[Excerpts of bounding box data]
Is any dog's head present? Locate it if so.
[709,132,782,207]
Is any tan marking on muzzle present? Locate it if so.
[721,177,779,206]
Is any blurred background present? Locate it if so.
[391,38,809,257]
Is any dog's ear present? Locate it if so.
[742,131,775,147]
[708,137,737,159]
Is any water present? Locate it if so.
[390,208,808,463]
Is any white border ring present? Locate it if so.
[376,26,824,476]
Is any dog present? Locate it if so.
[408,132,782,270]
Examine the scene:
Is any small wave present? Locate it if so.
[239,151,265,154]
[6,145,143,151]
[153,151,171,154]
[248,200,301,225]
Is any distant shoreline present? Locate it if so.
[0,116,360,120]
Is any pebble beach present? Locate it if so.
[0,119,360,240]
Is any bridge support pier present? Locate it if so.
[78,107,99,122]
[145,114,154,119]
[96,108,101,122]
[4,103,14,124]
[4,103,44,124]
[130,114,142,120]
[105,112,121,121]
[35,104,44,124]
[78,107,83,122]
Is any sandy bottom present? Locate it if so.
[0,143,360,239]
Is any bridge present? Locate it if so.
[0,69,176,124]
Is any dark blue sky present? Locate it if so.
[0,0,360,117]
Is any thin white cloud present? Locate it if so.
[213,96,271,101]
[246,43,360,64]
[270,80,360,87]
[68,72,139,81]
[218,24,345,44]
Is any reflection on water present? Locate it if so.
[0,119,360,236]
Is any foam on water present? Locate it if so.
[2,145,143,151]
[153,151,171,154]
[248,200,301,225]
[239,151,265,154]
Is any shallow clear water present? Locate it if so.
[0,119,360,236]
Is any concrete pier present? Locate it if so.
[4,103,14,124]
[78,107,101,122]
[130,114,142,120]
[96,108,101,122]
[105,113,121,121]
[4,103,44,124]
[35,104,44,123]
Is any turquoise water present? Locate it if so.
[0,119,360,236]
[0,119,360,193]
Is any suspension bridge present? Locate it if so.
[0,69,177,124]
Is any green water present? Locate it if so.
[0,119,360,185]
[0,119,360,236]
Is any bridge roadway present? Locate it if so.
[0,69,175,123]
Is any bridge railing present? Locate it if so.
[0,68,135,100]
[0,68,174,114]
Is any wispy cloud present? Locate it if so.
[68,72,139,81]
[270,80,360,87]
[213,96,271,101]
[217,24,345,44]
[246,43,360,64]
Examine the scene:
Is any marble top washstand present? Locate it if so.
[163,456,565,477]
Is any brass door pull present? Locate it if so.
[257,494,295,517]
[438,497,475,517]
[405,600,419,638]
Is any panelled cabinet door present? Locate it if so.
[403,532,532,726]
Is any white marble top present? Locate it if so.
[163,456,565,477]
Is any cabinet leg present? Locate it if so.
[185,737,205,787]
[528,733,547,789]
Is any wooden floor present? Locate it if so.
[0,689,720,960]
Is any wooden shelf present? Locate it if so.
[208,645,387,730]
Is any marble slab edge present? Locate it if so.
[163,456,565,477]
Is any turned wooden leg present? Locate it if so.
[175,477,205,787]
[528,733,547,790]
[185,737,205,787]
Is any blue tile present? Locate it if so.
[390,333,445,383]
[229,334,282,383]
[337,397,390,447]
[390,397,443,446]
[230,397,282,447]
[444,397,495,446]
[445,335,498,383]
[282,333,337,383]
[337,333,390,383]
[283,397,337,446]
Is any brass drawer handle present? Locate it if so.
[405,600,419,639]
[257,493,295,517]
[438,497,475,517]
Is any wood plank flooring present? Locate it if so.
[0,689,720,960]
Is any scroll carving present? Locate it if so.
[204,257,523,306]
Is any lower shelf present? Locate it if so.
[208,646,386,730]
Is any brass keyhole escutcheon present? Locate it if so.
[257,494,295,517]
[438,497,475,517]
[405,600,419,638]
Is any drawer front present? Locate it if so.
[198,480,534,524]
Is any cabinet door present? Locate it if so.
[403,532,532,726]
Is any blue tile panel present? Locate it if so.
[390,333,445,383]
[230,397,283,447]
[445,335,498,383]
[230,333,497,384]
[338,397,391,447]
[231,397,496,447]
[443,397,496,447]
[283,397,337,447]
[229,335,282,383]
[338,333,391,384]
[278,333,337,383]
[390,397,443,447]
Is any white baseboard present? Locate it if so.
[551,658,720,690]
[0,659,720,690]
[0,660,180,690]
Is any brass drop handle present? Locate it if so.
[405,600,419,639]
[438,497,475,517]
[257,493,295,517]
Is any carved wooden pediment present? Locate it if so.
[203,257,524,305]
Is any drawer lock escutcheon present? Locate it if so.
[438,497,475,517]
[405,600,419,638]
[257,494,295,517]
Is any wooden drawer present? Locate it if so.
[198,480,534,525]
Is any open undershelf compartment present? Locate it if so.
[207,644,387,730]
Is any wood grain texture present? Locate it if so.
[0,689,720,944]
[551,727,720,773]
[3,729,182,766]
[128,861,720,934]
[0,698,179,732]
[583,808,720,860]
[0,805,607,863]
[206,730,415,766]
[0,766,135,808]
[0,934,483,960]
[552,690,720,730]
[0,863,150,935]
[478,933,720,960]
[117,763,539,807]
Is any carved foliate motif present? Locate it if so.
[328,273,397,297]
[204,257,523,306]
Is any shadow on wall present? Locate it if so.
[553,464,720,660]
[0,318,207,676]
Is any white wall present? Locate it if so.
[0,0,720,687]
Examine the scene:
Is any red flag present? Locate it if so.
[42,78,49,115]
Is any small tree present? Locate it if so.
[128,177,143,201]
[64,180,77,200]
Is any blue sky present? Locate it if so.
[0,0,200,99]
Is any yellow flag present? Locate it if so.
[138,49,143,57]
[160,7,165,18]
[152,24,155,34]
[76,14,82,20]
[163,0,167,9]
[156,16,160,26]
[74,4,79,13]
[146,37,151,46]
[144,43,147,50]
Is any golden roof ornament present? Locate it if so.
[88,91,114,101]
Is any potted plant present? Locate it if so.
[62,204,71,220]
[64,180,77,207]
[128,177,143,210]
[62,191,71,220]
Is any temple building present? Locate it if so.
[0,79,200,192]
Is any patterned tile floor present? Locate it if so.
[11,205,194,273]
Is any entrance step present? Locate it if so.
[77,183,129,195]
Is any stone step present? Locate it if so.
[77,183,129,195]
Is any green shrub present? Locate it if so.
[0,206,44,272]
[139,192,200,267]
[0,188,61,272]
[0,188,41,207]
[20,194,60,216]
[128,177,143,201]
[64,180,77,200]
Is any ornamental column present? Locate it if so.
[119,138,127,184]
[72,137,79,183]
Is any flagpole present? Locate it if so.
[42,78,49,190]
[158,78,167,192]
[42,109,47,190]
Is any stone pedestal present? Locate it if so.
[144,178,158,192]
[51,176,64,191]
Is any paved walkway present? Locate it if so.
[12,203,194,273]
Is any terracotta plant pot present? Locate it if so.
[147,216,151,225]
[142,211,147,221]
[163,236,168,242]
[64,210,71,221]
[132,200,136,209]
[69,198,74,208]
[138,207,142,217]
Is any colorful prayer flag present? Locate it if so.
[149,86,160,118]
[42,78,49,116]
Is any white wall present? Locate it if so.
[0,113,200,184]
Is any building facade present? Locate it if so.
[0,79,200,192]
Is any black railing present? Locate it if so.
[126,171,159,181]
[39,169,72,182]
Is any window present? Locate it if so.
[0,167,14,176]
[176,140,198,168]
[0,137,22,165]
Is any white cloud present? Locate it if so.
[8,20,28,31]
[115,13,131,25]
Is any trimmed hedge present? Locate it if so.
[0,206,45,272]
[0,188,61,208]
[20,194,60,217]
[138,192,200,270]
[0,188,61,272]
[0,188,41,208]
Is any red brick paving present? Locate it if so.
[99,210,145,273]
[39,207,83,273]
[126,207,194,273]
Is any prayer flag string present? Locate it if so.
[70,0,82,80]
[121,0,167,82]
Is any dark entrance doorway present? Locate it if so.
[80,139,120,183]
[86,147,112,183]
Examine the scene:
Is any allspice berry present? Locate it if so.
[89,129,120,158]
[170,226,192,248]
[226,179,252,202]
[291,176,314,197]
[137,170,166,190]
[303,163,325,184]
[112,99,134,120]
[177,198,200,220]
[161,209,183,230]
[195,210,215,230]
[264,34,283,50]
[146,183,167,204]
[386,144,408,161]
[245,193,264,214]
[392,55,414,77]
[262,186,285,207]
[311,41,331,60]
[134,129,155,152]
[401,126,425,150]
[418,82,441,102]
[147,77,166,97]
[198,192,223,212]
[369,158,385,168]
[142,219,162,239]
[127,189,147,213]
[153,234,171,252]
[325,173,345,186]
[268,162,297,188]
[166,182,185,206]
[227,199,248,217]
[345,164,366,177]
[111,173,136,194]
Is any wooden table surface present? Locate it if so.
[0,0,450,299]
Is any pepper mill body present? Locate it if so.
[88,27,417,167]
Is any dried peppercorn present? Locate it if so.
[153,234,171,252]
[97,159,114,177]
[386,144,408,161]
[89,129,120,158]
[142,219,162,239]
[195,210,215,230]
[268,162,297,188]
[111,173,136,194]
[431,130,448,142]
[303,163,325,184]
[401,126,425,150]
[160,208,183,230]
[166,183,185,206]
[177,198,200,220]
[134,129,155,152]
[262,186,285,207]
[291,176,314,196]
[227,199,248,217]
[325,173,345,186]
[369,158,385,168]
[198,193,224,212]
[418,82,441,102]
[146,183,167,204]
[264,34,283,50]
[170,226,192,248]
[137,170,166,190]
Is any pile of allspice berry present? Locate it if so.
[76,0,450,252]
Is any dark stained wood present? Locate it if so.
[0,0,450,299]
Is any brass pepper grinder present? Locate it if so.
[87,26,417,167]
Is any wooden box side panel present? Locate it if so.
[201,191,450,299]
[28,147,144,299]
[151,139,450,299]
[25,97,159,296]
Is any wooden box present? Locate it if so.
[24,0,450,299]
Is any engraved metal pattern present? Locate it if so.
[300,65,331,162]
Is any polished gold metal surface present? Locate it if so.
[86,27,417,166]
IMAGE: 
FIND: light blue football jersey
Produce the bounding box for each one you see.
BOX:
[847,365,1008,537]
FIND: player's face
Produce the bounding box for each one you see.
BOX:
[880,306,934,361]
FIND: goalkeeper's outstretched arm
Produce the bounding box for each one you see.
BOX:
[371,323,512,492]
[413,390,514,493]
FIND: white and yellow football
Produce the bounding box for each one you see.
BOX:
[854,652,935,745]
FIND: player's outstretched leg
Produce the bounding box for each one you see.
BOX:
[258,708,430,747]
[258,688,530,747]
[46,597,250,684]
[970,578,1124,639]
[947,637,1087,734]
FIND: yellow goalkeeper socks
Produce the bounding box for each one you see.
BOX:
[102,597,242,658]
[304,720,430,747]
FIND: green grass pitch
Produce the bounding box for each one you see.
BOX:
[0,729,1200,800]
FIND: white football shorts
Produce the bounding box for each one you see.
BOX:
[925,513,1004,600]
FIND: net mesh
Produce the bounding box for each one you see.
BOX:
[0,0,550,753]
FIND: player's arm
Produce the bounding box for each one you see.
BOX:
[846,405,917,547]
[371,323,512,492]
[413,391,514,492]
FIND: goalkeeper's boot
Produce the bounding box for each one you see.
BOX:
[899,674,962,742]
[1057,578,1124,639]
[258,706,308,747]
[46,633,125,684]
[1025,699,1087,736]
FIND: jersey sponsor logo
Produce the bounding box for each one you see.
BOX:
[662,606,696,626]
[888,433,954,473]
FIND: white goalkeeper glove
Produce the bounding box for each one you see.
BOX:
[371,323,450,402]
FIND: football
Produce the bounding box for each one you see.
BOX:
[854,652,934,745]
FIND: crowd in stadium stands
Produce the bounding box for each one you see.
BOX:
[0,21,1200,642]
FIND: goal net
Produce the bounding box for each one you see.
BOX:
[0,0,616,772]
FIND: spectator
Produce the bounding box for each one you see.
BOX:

▸ **SHORT TASK**: Print, without alteration, the portion of the items above that begins with the line containing "Is any window present? Locate it if so." and ends with the line containing "[86,147,112,183]", including both of those lines.

▸ **WRITTEN SOLUTION**:
Is any window present? Locate it if so.
[0,167,14,176]
[176,140,198,168]
[0,137,22,165]
Is any white cloud present? Locate it if so.
[8,20,28,31]
[115,13,131,25]
Is any trimmed hedge present? Locate it if so.
[0,206,45,272]
[0,188,61,208]
[20,194,60,217]
[138,192,200,270]
[0,188,61,272]
[0,188,41,208]
Is any red brick paving present? Locate it if so.
[99,210,145,273]
[39,207,83,273]
[126,207,194,273]
Is any prayer flag string present? Locate it if so.
[70,0,82,80]
[121,0,167,82]
Is any dark entrance doorway present? Locate it if so.
[80,139,120,183]
[86,147,112,183]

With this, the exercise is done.